■ GESTELLTE AUFGABE:
Zitiere aus dem Textauszug über Kautschuk wörtlich die Stelle, die mit „Zum Vergleich: Plantagen“ beginnt und bis einschließlich „CO2-Speicher Regenwald verloren.“ reicht.

■ TEXTAUSZUG:
□ □ □ □

Das „weiße Gold“: An einer Bruchstelle zieht die Löwenzahnwurzel lange Kautschukfäden. Foto: KAUTSCHUK/Armin Weigel

Das „weiße Gold“: An einer Bruchstelle zieht die Löwenzahnwurzel lange Kautschukfäden. Foto: KAUTSCHUK/Armin Weigel

Zum Vergleich: Plantagen mit Kautschukbäumen werfen bis zu 1,5 Tonnen pro Hektar ab, brauchen aber von der Pflanzung bis zur ersten Ernte acht bis zehn Jahre. Da der Kautschuk vor allem aus Südostasien kommt, ist der Schiffsweg nach Europa lang, teuer und umweltbelastend. Außerdem wird häufig auf gerodeten Urwaldflächen angebaut. Dabei geht der wichtige CO2-Speicher Regenwald verloren.

□ □ □ □

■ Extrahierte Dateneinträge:
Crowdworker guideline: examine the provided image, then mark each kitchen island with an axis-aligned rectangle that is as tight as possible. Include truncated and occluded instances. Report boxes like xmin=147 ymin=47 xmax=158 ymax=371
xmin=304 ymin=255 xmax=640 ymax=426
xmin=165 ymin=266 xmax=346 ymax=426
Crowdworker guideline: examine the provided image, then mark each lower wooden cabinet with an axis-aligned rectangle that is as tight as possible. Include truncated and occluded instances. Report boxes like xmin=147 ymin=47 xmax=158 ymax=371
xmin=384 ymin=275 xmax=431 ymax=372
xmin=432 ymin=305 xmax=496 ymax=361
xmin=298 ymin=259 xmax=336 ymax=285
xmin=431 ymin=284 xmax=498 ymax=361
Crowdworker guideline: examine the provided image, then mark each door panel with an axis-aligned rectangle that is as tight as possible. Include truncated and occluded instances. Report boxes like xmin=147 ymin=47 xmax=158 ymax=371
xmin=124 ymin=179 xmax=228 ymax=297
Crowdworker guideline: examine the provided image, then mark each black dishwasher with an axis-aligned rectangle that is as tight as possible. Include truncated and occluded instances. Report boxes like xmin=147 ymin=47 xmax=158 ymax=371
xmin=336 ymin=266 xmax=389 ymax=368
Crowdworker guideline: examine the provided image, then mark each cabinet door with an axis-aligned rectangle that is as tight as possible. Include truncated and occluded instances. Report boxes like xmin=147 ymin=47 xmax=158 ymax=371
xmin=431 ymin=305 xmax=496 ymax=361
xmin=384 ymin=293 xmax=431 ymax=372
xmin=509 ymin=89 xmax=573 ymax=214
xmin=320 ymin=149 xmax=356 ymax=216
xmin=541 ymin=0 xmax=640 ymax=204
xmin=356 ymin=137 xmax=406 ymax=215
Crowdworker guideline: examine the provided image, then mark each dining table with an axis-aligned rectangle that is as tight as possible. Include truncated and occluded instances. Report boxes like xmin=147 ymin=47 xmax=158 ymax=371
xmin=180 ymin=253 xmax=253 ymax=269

□ □ □ □

■ ANTWORT ZUR AUFGABE:
Zum Vergleich: Plantagen mit Kautschukbäumen werfen bis zu 1,5 Tonnen pro Hektar ab, brauchen aber von der Pflanzung bis zur ersten Ernte acht bis zehn Jahre. Da der Kautschuk vor allem aus Südostasien kommt, ist der Schiffsweg nach Europa lang, teuer und umweltbelastend. Außerdem wird häufig auf gerodeten Urwaldflächen angebaut. Dabei geht der wichtige CO2-Speicher Regenwald verloren.